**PROBLEM REQUIREMENTS:** Please set down, unchanged, the line containing "Target: baby's toe" and all the lines that follow it until the data below ends.

**DATA TO USE:**
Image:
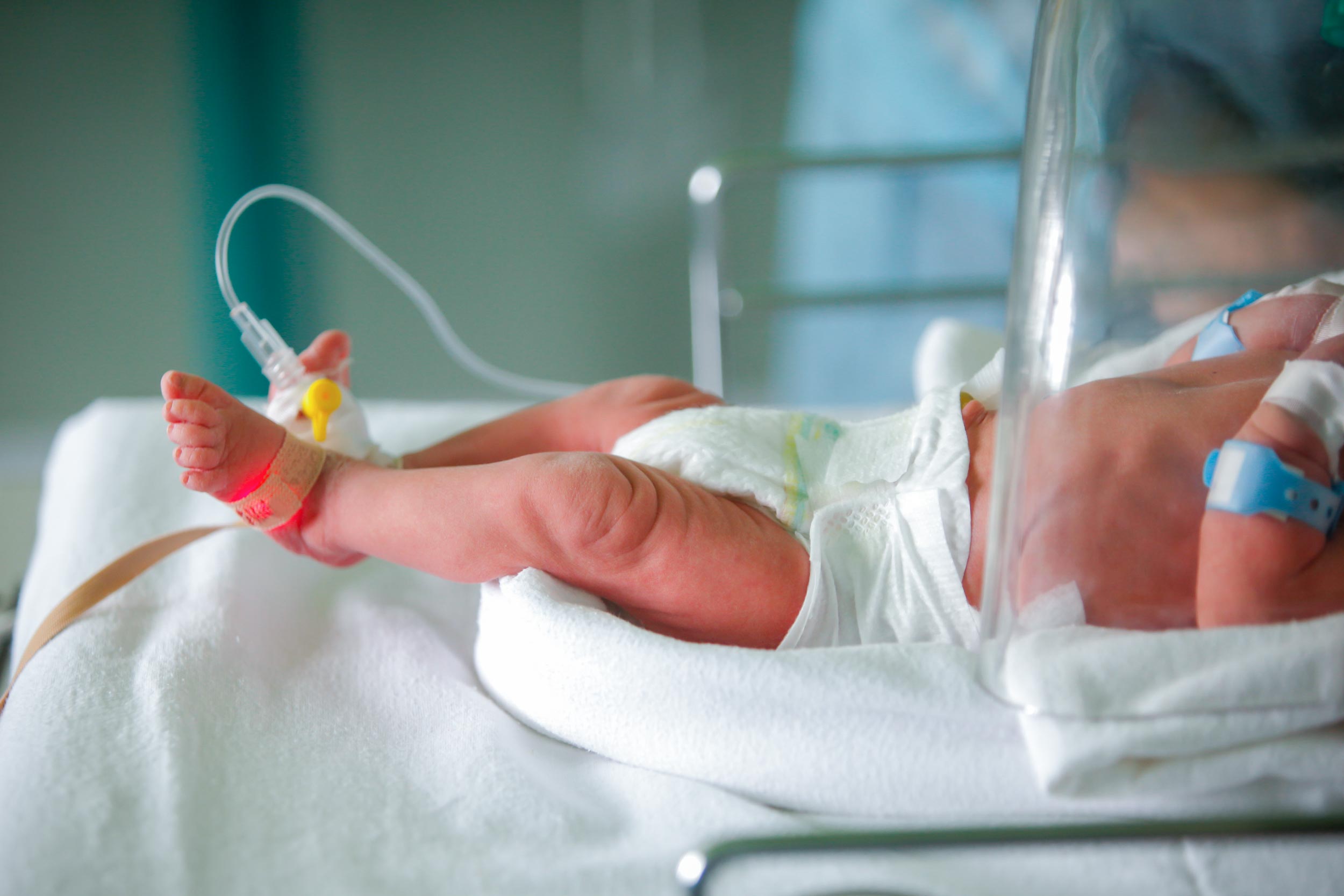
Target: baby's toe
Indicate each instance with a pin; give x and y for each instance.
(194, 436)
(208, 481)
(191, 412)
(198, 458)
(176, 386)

**EXERCISE SOLUTION:**
Target: baby's toe
Indicate each instance with a pin; give x and y for each instance.
(194, 436)
(208, 481)
(191, 412)
(198, 458)
(176, 386)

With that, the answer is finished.